RECORDS:

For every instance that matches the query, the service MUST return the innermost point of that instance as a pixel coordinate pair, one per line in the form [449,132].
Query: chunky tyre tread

* * *

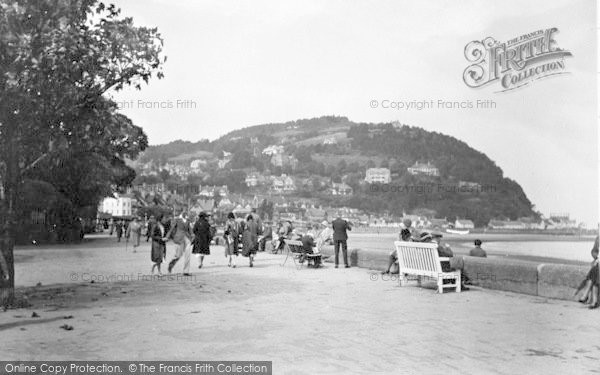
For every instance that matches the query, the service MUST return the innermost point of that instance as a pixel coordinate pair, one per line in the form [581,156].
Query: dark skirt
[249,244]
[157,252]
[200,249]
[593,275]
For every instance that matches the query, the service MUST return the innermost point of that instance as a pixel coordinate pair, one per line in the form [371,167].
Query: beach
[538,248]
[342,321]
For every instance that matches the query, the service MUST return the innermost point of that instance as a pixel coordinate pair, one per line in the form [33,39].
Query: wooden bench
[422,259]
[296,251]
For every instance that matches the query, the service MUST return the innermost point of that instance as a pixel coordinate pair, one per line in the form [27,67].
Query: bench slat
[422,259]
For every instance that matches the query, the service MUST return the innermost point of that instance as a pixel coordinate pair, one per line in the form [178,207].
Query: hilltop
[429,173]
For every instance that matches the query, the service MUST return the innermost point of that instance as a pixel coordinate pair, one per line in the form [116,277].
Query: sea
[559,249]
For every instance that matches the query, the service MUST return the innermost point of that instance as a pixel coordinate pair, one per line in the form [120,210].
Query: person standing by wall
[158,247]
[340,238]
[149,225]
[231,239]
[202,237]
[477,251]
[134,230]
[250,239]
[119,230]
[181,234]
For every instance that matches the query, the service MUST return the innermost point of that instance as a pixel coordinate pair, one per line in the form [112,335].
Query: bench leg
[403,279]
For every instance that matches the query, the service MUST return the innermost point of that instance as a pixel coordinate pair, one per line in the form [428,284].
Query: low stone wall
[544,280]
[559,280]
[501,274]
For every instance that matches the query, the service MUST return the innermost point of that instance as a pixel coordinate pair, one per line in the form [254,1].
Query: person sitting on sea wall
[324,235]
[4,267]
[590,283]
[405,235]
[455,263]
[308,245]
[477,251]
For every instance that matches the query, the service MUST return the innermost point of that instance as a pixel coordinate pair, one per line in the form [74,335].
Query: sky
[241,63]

PROMPT: Above are records; repeat only the lines starting at the line with "the form [449,132]." and ending at the line with "Query: chunky tyre tread", exactly as they appear, both included.

EXERCISE ANSWER:
For every instance that matches the query, the service MUST return the innermost point of that instance as a pixel coordinate pair, one per line in the form [449,132].
Query: chunky tyre tread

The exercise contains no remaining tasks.